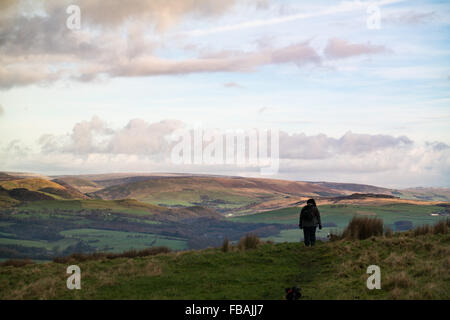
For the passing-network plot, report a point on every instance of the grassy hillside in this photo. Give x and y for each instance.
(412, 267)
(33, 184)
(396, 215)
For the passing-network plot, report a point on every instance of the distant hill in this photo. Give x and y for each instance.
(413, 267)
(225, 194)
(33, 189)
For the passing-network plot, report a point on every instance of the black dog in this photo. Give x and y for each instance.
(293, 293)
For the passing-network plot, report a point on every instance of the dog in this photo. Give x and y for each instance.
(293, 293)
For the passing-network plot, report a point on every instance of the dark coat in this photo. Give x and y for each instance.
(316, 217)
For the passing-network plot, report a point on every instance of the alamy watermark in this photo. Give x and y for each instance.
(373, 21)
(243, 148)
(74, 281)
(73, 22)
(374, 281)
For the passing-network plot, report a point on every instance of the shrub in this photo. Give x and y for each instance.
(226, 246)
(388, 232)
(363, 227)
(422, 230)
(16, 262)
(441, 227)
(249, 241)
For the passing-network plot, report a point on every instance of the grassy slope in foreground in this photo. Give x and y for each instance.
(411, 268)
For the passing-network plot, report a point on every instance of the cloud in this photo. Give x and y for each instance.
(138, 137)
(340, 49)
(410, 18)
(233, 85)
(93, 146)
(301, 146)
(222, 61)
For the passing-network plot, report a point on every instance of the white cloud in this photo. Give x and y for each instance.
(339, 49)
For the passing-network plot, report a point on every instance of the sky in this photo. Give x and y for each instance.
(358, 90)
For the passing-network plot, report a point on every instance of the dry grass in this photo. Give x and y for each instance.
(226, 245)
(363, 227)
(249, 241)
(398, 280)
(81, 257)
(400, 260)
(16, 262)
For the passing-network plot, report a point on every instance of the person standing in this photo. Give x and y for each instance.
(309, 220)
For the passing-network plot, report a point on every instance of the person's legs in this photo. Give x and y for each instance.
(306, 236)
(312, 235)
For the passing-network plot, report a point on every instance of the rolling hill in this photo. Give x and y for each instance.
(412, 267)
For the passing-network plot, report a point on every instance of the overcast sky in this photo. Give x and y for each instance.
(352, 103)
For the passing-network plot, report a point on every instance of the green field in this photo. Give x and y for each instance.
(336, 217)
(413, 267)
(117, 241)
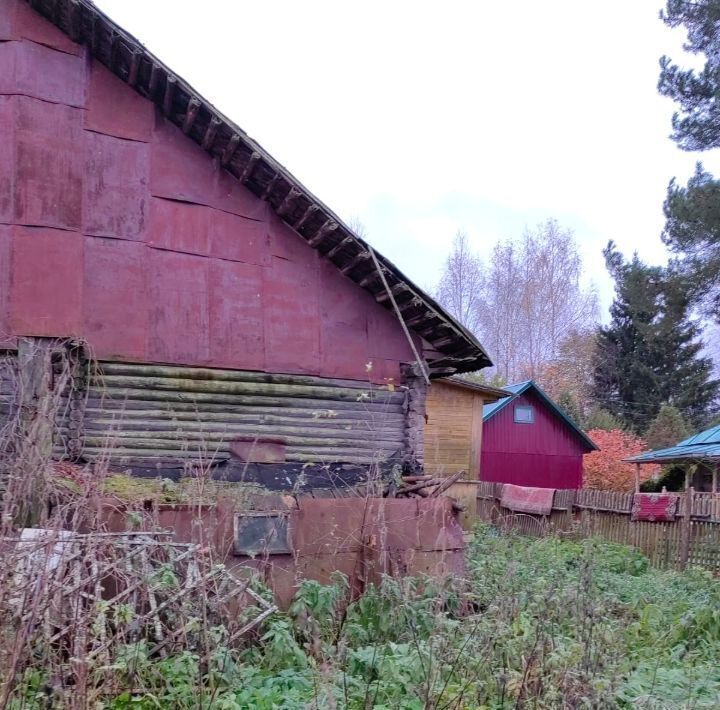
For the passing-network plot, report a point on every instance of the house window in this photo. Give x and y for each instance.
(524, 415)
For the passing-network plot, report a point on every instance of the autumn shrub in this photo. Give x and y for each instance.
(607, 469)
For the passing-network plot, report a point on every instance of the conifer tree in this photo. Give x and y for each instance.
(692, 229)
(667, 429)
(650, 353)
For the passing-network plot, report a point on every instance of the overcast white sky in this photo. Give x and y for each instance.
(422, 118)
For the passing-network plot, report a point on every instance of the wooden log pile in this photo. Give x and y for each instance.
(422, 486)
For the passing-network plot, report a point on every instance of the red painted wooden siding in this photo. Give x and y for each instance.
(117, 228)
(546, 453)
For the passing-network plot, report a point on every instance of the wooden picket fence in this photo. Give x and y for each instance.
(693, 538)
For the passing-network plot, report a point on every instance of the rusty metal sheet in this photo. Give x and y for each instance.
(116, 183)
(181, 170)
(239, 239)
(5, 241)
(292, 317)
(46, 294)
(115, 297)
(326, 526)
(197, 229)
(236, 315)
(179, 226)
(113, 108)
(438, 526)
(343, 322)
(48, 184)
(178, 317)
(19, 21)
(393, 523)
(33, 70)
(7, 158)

────────

Exercise description - Starting with the line that contains "the red painted" and going on through the end of the records, lay out those lines as a JSON list of strings, one string per line, with blank lines left out.

Task response -
[
  "For the passing-network plot, report a point on every instance of the red painted wooden siding in this photo. Give x and y for each instance.",
  "(117, 228)",
  "(546, 453)",
  "For the passing-network plot, report a point on every instance of the wooden picket fence in this photo. Give x and y for each instance.",
  "(693, 538)",
  "For the passing-network plot, report a point on every instance of the rusty metal sheet in this photo. Give x and y for each instance.",
  "(116, 183)",
  "(181, 170)",
  "(239, 239)",
  "(5, 241)",
  "(292, 317)",
  "(46, 294)",
  "(115, 297)",
  "(326, 526)",
  "(197, 229)",
  "(236, 315)",
  "(179, 226)",
  "(113, 108)",
  "(438, 526)",
  "(343, 322)",
  "(48, 184)",
  "(178, 317)",
  "(19, 21)",
  "(393, 523)",
  "(33, 70)",
  "(7, 158)"
]